[START OF SOURCE EXTRACT]

# Star Wars films



## Chris Blount (Jun 22, 2001)

Over the past week I've been watching all 6 Star Wars movies in episodic order. Does anyone other than me think that the best movies of the series (Empire Strikes Back and Return of the Jedi) are NOT directed by George Lucas? As much as I enjoy watching the series, I honestly think that George should stay out of the director's chair. I think he peaked at EP IV which I guess is also quite good since it was the first.


----------



## Ira Lacher (Apr 24, 2002)

What was wrong with _Episode IV - A New Hope_? Also known as the original _Star Wars_, it regularly appears in numerous lists of the best films of all time.


----------



## machavez00 (Nov 2, 2006)

I have also watched them over the past month or two. One thing I have noticed is that the light saber fights in the the original trilogy, which were cool when the movies first came out, weak at best when compared to the prequels. The only fight that is even close is in Ep V, ESB. New Hope (DV vs OWK) is laughable. if there is a way to re shoot the scene and replaced it I would, especially after their battle at the end of Ep. III Ep. VI was ok up until the end.


----------



## dclaryjr (Mar 11, 2007)

Chris Blount said:


> Over the past week I've been watching all 6 Star Wars movies in episodic order. Does anyone other than me think that the best movies of the series (Empire Strikes Back and Return of the Jedi) are NOT directed by George Lucas? As much as I enjoy watching the series, I honestly think that George should stay out of the director's chair. I think he peaked at EP IV which I guess is also quite good since it was the first.


I had 1 through 5 saved in HD on my SA8300 when I turned it in after getting E* installed.  Now I'll have to wait for the next rotation on HBO to get them all again.

When I watch the final episode, it seemed the ending was different (not just the switchout of the Annikan character). I thought the final party with the Ewoks went a little longer in the original.


----------



## Chris Blount (Jun 22, 2001)

Ira Lacher said:


> What was wrong with _Episode IV - A New Hope_? Also known as the original _Star Wars_, it regularly appears in numerous lists of the best films of all time.

[END OF SOURCE EXTRACT]

** GIVEN PROBLEM 1 **
Reproduce the Star Wars thread word for word, everything from "# Star Wars" down to "(Apr 24, 2002)".
** GIVEN PROBLEM 2 **
Carry on the Star Wars thread from the point where it stops.
The entries that come next are separate from the Star Wars thread.

[START OF EXTRACTED MATERIAL]

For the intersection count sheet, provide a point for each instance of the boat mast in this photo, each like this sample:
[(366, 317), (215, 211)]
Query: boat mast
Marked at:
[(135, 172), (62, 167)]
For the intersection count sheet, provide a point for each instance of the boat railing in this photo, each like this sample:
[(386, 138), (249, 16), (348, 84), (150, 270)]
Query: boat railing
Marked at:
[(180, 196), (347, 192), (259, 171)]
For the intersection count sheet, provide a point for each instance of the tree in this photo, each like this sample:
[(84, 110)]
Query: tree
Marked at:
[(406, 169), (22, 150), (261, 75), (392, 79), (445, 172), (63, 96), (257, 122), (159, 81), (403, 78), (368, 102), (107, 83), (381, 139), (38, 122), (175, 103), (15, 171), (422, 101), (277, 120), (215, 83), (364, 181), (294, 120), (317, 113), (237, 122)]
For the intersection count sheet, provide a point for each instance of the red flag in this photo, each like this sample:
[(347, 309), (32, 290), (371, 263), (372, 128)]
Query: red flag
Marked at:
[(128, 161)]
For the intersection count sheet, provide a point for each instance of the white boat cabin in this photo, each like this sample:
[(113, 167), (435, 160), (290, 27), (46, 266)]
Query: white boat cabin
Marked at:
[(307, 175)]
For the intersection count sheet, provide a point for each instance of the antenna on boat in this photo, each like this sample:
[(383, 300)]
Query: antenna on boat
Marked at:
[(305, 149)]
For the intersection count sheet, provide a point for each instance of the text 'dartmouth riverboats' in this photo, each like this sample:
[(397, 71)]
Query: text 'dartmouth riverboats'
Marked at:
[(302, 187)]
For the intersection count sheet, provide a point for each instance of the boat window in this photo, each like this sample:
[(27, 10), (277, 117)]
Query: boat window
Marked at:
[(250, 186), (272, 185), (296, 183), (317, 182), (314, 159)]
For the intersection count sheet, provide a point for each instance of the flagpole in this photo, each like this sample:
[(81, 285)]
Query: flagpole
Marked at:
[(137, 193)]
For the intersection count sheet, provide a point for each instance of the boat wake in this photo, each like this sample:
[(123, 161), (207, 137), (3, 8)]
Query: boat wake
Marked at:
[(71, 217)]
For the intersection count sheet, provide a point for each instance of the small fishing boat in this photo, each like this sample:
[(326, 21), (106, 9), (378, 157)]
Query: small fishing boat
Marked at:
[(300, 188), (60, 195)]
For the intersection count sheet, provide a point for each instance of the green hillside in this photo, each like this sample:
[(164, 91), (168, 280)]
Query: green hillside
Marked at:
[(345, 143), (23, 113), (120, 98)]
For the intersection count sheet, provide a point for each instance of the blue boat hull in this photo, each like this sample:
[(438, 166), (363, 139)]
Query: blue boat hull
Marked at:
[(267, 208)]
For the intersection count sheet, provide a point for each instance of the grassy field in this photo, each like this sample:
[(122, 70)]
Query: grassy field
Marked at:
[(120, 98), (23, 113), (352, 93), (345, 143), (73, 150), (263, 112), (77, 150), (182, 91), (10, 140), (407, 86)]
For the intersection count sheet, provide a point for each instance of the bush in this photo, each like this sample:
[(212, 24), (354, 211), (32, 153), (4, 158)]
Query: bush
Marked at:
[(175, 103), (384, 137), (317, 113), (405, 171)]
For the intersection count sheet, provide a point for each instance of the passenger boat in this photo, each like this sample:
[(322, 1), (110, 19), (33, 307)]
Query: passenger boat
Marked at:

[END OF EXTRACTED MATERIAL]

** TASK OUTPUT 1 **
# Star Wars films



## Chris Blount (Jun 22, 2001)

Over the past week I've been watching all 6 Star Wars movies in episodic order. Does anyone other than me think that the best movies of the series (Empire Strikes Back and Return of the Jedi) are NOT directed by George Lucas? As much as I enjoy watching the series, I honestly think that George should stay out of the director's chair. I think he peaked at EP IV which I guess is also quite good since it was the first.


----------



## Ira Lacher (Apr 24, 2002)

** TASK OUTPUT 2 **
There is nothing wrong with EP IV which is why I mentioned it at the end of my post. Looking at it objectively though, the movie is a little cheesy. When I first saw it in 1977, I remember thinking how it reminded me of an episode of Flash Gordon but I believe that is what Lucas was going for.

The Empire Strikes Back and Return Of the Jedi, IMHO, are far and above the others both in visual style and pacing. EP 1, 2, and 3, while artistically superior, do show a lack of good storytelling which I believe Lucas can't do as well as other directors in the industry.

Flame suit on.


----------



## Chris Blount (Jun 22, 2001)

dclaryjr said:


> I had 1 through 5 saved in HD on my SA8300 when I turned it in after getting E* installed.  Now I'll have to wait for the next rotation on HBO to get them all again.
> 
> When I watch the final episode, it seemed the ending was different (not just the switchout of the Annikan character). I thought the final party with the Ewoks went a little longer in the original.


I sampled them on HBO HD but decided to watch the DVD's instead. The sound quality of the HD feeds were not up to par. Besides, the video quality of the THX DVD's held up well on my 106" projection system.

The only stuff added to the end of EP VI were various scenes of the other planets celebrating and Annikan switch out.


----------



## Lord Vader (Sep 20, 2004)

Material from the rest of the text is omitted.